____ 本文抜粋

石垣島での記憶。だいたい2週間くらいだろうか、あの島に滞在していたのは。懐かしさがある。懐かしいというか、懐かしさがある、という感覚、そこには。

石垣島では、正直、あまりいい思い出がない、と思っていた。当時の恋人、一緒に旅をしていた恋人が見事に体調を崩し、病院で隔離されることになったり、僕も呼吸困難に陥り、人生で初めての救急車で運ばれた。

あきらかにおかしかった、色々なことが。その後、延泊をすることになってしまったのだが、ホテルでは謎に火災報知器が鳴り響いたり、謎の音が鳴り続けたり、終始おかしかった。お盆の時期に沖縄の海に入ってしまったのが原因かもしれない、と思った。

________
____ 提供資料

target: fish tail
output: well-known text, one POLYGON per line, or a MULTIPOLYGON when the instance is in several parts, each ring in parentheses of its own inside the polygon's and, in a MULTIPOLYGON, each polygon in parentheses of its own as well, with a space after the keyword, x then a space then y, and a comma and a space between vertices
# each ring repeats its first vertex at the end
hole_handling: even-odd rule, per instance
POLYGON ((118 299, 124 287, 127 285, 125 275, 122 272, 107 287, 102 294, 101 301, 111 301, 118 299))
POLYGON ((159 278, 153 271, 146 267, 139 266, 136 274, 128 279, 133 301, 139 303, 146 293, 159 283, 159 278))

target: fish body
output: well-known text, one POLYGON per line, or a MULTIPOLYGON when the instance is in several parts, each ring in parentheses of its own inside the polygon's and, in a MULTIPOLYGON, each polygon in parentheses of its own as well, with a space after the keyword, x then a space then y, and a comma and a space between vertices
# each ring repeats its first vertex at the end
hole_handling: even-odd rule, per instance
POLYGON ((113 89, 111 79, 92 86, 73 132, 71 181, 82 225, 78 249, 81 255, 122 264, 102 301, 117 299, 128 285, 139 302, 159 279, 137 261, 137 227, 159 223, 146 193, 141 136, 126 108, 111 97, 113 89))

________
____ 提供資料

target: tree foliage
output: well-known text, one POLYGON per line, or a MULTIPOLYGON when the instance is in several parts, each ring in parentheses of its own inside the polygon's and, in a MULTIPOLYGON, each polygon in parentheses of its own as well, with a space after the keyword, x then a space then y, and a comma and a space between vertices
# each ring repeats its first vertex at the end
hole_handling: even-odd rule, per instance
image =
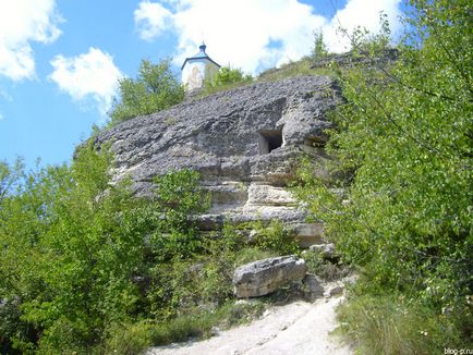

________

→ 課題の指示
石垣島での記憶をつづった文章を、最後の一文の後から書き継ぎなさい。

→ 出力結果
でも今振り返ると、途中でいい思い出もある。いつかの深夜、当時石垣島に住んでいた後輩の友達と、夜、ドライブに出掛けて海を見に行った。「いい場所があるんすよ」彼はそう言った。夜釣りをするらしい。助手席の窓を開けた。緩やかな海風が入り込んでくる。僕は左腕を少し放り出す。音楽が流れていた、車の中で。僕らはそれを口ずさむ。どうでもいいことで笑い合う。

海は、暗くて、よく見えなかった。しかし確かに波の音もした。遠くの景色が綺麗だった。光が水面に反射して世界がひろがって見えた。僕は思わず大きな縁石の上で横になった。空を見ていた。海の匂いがした。彼の背中は大きかった。僕が女性なら、この人のことを好きになって、告白していたんだろうなと思う。心が好きだ、この人の。見た目も好きだけど。

人間は心だ、と思う。最終的には。見た目は朽ち果てる。でも心は朽ち果てない。星は見えていたのか、見えていなかったのか、今では覚えていない。「ぜんぜん釣れないですわ」と声が聞こえる。あははと笑う僕。ここには誰もいない。10m先に誰かがいたとしても、気づくことができない。気づくことができないのだ。